Aim of the task:
Print the data that follows exactly.

The data:
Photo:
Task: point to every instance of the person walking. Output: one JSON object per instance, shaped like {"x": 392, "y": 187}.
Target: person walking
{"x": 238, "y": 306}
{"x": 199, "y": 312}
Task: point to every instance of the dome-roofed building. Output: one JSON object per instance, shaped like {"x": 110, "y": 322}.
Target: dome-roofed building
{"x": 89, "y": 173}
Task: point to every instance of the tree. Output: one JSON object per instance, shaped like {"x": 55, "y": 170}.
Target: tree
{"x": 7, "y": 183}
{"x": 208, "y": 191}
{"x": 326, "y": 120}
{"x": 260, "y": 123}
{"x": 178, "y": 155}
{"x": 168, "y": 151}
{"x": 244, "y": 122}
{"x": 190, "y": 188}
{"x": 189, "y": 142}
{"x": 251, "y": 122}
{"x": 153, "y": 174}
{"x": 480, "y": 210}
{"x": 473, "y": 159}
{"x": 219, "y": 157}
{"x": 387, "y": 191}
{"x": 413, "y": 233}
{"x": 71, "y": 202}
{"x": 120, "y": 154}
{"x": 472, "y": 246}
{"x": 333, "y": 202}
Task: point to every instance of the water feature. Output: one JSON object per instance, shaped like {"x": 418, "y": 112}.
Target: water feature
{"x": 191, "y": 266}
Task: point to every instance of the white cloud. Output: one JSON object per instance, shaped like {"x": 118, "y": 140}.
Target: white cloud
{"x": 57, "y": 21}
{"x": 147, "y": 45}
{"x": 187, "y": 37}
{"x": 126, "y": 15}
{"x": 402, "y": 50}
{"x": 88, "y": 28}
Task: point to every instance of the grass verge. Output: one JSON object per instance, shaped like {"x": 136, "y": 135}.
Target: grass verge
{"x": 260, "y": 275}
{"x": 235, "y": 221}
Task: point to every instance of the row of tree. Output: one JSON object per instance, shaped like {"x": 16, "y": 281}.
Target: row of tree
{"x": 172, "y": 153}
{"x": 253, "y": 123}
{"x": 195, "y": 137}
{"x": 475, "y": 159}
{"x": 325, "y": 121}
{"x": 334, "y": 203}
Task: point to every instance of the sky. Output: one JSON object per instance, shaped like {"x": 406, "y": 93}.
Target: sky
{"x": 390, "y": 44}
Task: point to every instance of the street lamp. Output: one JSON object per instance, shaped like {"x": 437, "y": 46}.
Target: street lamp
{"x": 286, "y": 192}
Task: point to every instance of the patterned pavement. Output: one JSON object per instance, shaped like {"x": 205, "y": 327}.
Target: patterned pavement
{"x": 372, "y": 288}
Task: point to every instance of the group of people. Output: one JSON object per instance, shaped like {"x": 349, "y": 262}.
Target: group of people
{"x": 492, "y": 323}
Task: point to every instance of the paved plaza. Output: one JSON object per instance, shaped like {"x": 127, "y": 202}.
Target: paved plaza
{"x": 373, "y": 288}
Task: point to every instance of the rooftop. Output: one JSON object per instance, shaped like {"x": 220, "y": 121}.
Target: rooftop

Exercise output:
Photo:
Task: point to every instance of the person walking. Output: one JSON object per instance, shaped like {"x": 392, "y": 187}.
Target: person walking
{"x": 238, "y": 306}
{"x": 199, "y": 312}
Task: point to every instance of the dome-roofed building. Output: one JSON object per instance, shaped like {"x": 110, "y": 322}.
Target: dome-roofed building
{"x": 89, "y": 173}
Task: point to every instance of the tree. Output: one JSON object per instance, shaped like {"x": 55, "y": 170}.
Target: tree
{"x": 7, "y": 183}
{"x": 208, "y": 191}
{"x": 326, "y": 120}
{"x": 260, "y": 123}
{"x": 178, "y": 155}
{"x": 168, "y": 151}
{"x": 244, "y": 122}
{"x": 190, "y": 188}
{"x": 189, "y": 142}
{"x": 251, "y": 122}
{"x": 153, "y": 174}
{"x": 480, "y": 210}
{"x": 473, "y": 159}
{"x": 219, "y": 157}
{"x": 387, "y": 191}
{"x": 413, "y": 233}
{"x": 71, "y": 202}
{"x": 120, "y": 154}
{"x": 472, "y": 246}
{"x": 333, "y": 202}
Task: point to every instance of the water feature. Output: one JSON object per instance, shaped like {"x": 418, "y": 112}.
Target: water feature
{"x": 191, "y": 266}
Task: point to every instance of the white cloud. Output: one JSON object per instance, shaped like {"x": 118, "y": 140}.
Target: white cloud
{"x": 57, "y": 21}
{"x": 147, "y": 45}
{"x": 187, "y": 37}
{"x": 126, "y": 15}
{"x": 402, "y": 50}
{"x": 88, "y": 28}
Task: point to every instance of the grass verge. Output: one JSON object per instance, shaped like {"x": 136, "y": 135}.
Target: grass verge
{"x": 260, "y": 275}
{"x": 235, "y": 221}
Task: point to every instance of the row of tree. Output: one JSON object per instance, shaped like {"x": 16, "y": 281}.
Target: row of tree
{"x": 172, "y": 153}
{"x": 253, "y": 123}
{"x": 195, "y": 137}
{"x": 475, "y": 159}
{"x": 325, "y": 121}
{"x": 334, "y": 203}
Task: point to every instance of the sky. Output: one JSON object per instance, shaped like {"x": 406, "y": 93}.
Target: sky
{"x": 390, "y": 44}
Task: point to every instance of the street lamp. Output: one JSON object per instance, shaped like {"x": 437, "y": 46}.
Target: street lamp
{"x": 286, "y": 192}
Task: point to every instance of the patterned pavement. Output: one JSON object per instance, shaped like {"x": 205, "y": 327}.
Target: patterned pavement
{"x": 372, "y": 288}
Task: point to every instance of the group of people. Output: one JSON object per instance, shaped like {"x": 349, "y": 262}.
Target: group of people
{"x": 492, "y": 323}
Task: point to every instance of the paved plaza. Output: one JSON object per instance, shaped like {"x": 127, "y": 202}.
Target: paved plaza
{"x": 373, "y": 288}
Task: point to every instance of the rooftop. Output: one JSON object per instance, shaped like {"x": 220, "y": 121}.
Target: rooftop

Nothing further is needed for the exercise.